[Exercise instructions]
According to the text on Letcher County water testing, what pathogen result did the left fork of Cram Creek have?

[Selected text]
Orange icons indicate pathogen levels that exceed 240 cfu/100mL

Red icons indicate pathogen levels that exceed 2400 cfu/100mL

Blue Diamond icons indicate metal levels (i.e. iron & sulfates) that do not exceed the Kentucky drinking water standard

Red Diamond icons indicate metal levels (i.e. iron & sulfates) that exceed the Kentucky drinking water standard

Pathogens 
Pathogens are essentially disease causing viruses, bacteria and protozoans that enter a water body via fecal contamination. Of the 9 sites tested in Letcher County, 7 (78%) revealed fecal coliform colonies in excess of the Kentucky standard for safe human contact. This includes both test sites on the North Fork of Kentucky River (on the map they are site numbers “3040” and “K62/800”), reaffirming the reason that the North Fork is on a no touch advisory by the Kentucky Division of Water due to pathogen pollution from raw sewage.

In addition, the pathogen level increased from 304 (cfu/100mL) to 1120 (cfu/100mL) as the river flowed from Mayking to Whitesburg.   Results exist for three tributaries that flow into the North Fork between these two points and help explain the result.  Most notably, Cram Creek had a result of 1986 (cfu/100mL) at its mouth.  Cram Creek’s result can be better understood by looking at the different results for the left fork and right fork of the creek.  The left fork had a result of 2420 (cfu/100mL) while the right fork had a result of 866 (cfu/100mL).  This indicates that addressing the sewage problems on the left fork of Cram Creek should be a priority in cleaning up the North Fork.

If this problem is to be fixed, the number of straight pipes and failing septic systems in the county must be reduced and replaced with operational sewer systems. In addition, current sewer lines must be maintained and updated. Headwaters, Inc. views these steps as important to ensuring a pattern of stream ownership. If we want to swim in our streams – and invite tourists to swim in our streams (and thereby stimulate our local economy) – the problem must be countered from a grassroots level.

Metals/Nutrients
Three Letcher County sites were tested during KRWW’s fall metals and nutrients testing event.  While most of the results were below Kentucky’s water quality standards, two sites had results that exceeded the Kentucky’s drinking water standard.  Both Loves Branch (site 3084) and the North Fork of the Kentucky River (site 3040) had iron levels that exceeded the Kentucky standard.  The North Fork also had sulfate levels that exceeded the standard.  Because the Whitesburg water treatment plant is located near site 3040 on the North Fork, this result raises concerns about the quality of a major source of the county’s water supply.

What Does This Mean For Letcher County?
The specific lab results reaffirm the presence of water quality problems that Headwaters has been seeking to address since its formation.

From the perspective of reflecting upon participation, we should celebrate the hard work of the 2011 KRWW volunteers.  The absence of some results show some logistical problems with sample collection and a lack of education related to field chemistry.  In future years, Headwaters hopes to involve and provide support to more local volunteers so that local citizens can use KRWW as a resource to understand their streams and take action towards a future in which Letcher County residents can count on safe water.

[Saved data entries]

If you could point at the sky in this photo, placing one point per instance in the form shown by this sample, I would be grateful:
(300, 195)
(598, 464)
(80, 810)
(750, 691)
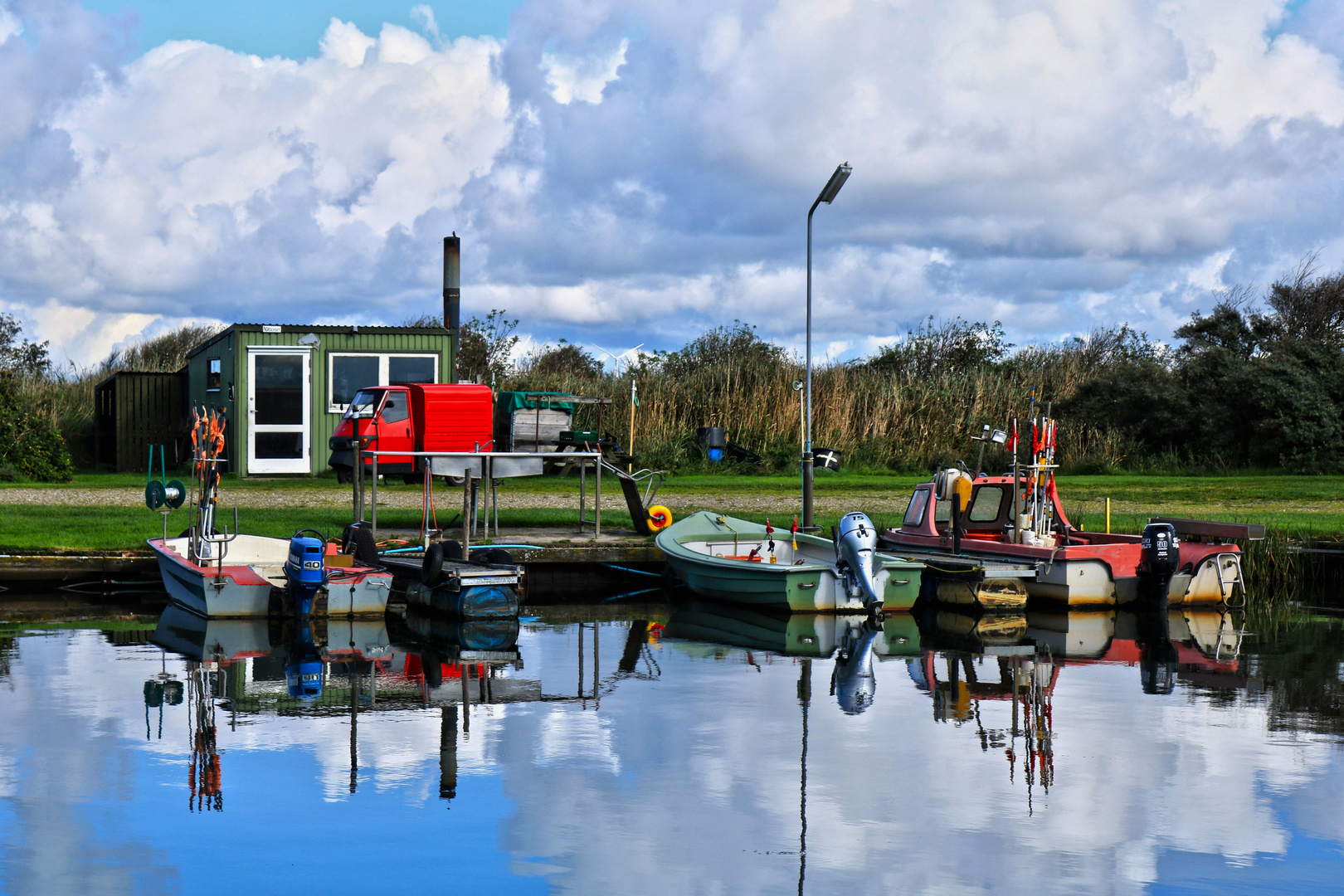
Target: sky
(631, 173)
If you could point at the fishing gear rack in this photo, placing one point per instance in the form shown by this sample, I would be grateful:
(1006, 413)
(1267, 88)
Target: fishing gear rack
(163, 494)
(207, 449)
(1035, 511)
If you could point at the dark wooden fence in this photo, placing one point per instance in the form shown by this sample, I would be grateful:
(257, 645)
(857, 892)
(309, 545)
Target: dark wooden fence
(134, 411)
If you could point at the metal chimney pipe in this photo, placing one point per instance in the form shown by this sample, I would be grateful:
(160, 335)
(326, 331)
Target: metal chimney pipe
(453, 293)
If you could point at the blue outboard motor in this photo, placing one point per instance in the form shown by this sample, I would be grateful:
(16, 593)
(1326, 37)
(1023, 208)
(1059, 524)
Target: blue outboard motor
(305, 574)
(304, 666)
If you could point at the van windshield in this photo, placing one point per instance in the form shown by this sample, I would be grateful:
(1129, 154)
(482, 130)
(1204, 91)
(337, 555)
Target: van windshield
(364, 403)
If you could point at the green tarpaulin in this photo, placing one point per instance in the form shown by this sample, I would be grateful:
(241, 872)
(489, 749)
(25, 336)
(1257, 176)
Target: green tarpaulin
(509, 402)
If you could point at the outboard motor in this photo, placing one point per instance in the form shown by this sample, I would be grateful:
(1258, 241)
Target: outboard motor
(1159, 559)
(305, 572)
(852, 683)
(304, 666)
(856, 544)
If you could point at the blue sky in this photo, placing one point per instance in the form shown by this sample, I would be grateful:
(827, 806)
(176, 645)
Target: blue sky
(292, 28)
(631, 171)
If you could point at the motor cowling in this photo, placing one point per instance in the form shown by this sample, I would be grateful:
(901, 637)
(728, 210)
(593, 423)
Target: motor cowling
(305, 572)
(1159, 550)
(856, 546)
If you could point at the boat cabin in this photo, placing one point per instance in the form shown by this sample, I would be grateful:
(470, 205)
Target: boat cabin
(988, 514)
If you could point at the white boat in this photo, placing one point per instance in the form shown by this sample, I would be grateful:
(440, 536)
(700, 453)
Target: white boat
(242, 582)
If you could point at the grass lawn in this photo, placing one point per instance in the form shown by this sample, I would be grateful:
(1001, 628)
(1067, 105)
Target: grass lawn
(1296, 504)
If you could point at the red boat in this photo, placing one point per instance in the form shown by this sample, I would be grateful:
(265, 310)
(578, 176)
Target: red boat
(1018, 518)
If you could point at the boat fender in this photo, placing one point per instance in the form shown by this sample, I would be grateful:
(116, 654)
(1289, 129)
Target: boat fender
(660, 518)
(358, 539)
(944, 483)
(431, 567)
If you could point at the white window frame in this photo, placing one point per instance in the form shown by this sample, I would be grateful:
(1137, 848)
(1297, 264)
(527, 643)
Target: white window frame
(382, 371)
(280, 465)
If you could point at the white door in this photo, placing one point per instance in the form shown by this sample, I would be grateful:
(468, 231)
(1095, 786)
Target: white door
(279, 410)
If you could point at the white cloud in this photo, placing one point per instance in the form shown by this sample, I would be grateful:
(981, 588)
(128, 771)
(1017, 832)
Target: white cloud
(1055, 165)
(582, 78)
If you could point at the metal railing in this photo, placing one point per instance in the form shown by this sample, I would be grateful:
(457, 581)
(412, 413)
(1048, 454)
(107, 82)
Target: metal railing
(488, 466)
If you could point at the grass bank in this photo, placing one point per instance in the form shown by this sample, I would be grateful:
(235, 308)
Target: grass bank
(1292, 507)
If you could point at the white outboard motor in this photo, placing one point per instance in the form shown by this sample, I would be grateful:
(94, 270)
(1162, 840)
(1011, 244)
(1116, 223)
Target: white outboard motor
(856, 544)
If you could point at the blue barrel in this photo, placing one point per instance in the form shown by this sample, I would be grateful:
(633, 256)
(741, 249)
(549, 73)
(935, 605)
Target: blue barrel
(476, 602)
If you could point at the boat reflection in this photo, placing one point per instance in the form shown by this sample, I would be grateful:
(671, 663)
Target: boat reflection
(1031, 650)
(321, 668)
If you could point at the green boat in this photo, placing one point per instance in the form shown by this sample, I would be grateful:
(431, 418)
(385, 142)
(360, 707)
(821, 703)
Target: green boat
(730, 559)
(786, 635)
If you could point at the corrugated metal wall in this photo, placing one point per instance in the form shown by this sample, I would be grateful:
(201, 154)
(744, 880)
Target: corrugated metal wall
(231, 348)
(134, 411)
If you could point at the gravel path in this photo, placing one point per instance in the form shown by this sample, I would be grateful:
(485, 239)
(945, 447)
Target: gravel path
(680, 503)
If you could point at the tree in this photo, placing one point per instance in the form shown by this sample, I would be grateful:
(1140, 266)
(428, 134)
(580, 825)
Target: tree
(21, 358)
(565, 359)
(1307, 306)
(485, 348)
(719, 347)
(947, 345)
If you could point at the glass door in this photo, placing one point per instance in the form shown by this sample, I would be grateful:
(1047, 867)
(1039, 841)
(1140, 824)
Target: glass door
(279, 412)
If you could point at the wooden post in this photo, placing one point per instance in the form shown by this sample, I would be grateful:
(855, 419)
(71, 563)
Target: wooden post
(466, 511)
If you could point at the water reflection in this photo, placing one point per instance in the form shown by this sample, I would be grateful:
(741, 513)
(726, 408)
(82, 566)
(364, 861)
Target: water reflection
(583, 747)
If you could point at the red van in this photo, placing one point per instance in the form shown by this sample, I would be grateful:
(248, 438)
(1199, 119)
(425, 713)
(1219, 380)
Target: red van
(413, 418)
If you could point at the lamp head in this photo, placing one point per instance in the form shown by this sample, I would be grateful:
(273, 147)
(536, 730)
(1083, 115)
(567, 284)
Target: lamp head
(836, 182)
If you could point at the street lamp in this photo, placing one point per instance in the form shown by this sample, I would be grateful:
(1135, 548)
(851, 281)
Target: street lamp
(827, 195)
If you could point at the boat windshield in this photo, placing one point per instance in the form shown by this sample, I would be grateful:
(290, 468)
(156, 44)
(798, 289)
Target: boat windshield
(364, 403)
(914, 514)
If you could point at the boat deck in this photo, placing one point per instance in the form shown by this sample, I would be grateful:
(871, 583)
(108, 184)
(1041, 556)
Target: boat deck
(965, 567)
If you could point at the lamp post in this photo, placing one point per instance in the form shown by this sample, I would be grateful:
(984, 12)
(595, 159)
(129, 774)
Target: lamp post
(827, 195)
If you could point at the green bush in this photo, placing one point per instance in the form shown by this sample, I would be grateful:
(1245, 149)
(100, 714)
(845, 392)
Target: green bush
(28, 440)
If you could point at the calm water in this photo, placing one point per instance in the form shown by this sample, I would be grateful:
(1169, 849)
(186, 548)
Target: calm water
(650, 750)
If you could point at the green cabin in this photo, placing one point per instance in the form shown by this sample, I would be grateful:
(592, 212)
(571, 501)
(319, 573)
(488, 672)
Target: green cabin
(285, 387)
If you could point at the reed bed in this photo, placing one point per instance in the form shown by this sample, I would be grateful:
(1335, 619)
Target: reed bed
(877, 419)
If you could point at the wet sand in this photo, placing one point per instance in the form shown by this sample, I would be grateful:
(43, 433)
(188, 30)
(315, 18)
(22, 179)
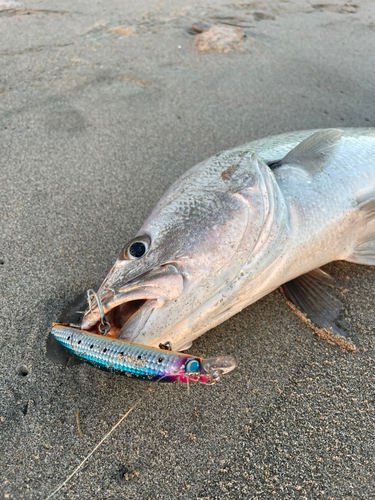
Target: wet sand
(97, 119)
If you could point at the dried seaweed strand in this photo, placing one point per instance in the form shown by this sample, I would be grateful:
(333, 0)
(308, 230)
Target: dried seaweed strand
(92, 452)
(324, 333)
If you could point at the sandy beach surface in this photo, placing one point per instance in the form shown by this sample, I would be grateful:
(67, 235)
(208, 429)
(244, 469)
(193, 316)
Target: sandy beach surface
(102, 106)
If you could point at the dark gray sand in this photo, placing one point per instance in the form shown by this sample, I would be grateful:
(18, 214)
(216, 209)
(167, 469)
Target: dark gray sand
(95, 124)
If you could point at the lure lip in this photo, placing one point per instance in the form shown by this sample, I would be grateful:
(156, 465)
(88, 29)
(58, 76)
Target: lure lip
(187, 367)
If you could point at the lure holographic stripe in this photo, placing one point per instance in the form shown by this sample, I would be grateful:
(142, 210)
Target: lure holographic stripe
(136, 360)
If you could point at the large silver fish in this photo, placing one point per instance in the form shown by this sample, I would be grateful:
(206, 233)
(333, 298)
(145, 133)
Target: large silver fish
(239, 225)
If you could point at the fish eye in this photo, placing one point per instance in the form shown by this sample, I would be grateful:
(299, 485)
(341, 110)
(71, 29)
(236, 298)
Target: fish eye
(136, 248)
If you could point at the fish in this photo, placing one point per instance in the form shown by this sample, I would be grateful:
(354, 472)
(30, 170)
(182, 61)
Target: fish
(139, 361)
(239, 225)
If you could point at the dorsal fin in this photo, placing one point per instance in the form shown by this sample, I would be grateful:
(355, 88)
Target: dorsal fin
(311, 153)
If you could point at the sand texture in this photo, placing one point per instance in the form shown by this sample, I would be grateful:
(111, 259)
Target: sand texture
(102, 106)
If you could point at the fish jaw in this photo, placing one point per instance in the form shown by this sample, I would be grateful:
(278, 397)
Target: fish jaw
(134, 302)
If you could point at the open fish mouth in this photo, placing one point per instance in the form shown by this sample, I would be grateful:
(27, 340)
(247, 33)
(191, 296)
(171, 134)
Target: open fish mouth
(128, 307)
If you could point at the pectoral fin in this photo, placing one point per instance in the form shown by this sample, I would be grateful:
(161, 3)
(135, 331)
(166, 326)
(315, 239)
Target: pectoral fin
(312, 153)
(310, 296)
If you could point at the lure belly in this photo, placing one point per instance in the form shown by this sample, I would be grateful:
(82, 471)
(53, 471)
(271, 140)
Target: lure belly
(140, 361)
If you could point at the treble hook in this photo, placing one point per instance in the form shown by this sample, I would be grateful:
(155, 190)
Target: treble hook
(104, 326)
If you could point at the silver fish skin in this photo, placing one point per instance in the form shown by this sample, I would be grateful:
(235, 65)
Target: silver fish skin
(237, 226)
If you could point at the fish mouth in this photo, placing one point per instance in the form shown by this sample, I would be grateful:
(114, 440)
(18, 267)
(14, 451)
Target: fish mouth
(128, 307)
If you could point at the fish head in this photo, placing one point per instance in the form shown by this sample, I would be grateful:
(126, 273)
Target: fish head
(174, 279)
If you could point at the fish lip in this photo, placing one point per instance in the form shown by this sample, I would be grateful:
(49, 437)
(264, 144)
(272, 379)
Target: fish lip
(149, 290)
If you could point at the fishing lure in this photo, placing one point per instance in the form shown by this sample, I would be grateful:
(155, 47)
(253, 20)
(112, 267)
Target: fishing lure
(140, 361)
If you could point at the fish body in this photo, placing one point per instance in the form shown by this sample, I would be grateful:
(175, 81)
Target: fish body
(237, 226)
(139, 361)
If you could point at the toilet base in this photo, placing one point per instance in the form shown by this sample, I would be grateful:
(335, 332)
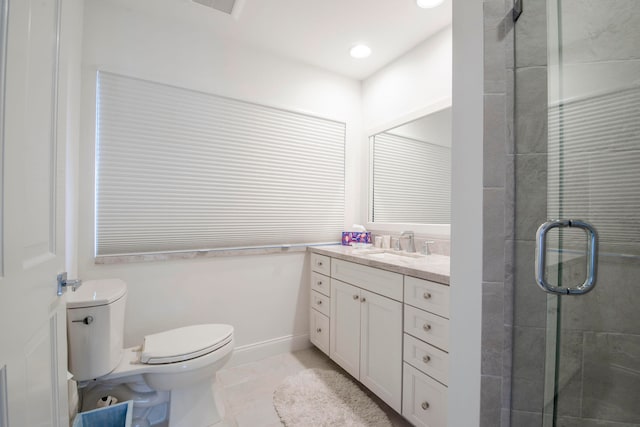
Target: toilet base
(196, 406)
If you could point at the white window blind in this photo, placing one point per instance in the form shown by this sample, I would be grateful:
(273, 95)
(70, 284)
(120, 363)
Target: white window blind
(181, 170)
(411, 181)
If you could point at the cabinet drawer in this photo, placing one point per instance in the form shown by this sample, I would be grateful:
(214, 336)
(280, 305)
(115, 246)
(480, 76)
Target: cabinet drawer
(319, 331)
(427, 327)
(428, 359)
(429, 296)
(424, 401)
(375, 280)
(321, 263)
(320, 283)
(320, 302)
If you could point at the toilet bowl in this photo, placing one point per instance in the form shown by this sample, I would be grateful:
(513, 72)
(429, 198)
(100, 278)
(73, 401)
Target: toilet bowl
(171, 371)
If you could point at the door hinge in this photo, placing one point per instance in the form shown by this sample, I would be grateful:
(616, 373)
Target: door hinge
(517, 9)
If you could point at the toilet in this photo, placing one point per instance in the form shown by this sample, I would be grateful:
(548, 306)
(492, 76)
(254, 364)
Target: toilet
(169, 376)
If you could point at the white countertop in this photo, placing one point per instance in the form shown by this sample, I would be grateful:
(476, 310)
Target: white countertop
(429, 267)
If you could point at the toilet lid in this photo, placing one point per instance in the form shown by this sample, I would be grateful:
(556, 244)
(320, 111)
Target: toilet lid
(186, 343)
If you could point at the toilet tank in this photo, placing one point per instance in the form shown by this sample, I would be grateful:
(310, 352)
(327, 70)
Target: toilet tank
(95, 327)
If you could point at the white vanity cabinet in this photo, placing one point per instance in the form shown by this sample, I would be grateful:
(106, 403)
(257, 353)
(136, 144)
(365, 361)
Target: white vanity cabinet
(388, 330)
(366, 327)
(426, 357)
(320, 301)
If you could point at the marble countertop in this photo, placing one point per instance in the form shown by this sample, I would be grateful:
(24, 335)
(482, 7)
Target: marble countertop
(429, 267)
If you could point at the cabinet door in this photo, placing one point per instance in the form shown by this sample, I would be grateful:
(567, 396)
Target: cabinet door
(345, 326)
(381, 347)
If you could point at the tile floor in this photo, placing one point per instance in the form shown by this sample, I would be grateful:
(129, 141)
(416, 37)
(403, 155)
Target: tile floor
(247, 389)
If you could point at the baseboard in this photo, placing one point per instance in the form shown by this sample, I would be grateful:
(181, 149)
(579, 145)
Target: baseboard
(261, 350)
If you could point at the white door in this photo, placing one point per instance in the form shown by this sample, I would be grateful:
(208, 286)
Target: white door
(32, 317)
(345, 327)
(381, 347)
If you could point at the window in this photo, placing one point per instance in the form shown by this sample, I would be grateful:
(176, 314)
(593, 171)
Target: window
(180, 170)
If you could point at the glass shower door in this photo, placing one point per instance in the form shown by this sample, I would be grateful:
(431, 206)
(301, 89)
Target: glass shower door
(592, 363)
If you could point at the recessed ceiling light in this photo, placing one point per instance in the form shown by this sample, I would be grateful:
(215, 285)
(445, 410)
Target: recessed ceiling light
(428, 4)
(360, 51)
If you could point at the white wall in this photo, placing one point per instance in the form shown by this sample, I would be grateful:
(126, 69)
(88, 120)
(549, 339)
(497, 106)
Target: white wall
(264, 297)
(434, 128)
(466, 209)
(411, 83)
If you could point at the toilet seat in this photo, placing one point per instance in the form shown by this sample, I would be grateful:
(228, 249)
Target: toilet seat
(190, 342)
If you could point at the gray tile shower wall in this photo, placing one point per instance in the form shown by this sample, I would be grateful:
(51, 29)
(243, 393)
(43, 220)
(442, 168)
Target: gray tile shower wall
(497, 215)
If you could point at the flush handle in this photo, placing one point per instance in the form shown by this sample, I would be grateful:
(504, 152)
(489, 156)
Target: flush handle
(63, 283)
(87, 320)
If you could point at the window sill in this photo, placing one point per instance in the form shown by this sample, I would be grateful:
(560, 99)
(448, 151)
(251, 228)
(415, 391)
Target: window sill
(202, 254)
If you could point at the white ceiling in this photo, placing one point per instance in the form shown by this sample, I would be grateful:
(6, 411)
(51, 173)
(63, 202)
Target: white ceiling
(316, 32)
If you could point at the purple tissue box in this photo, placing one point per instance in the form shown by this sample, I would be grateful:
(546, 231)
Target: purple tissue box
(349, 237)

[Answer to this problem]
2420 cfu/100mL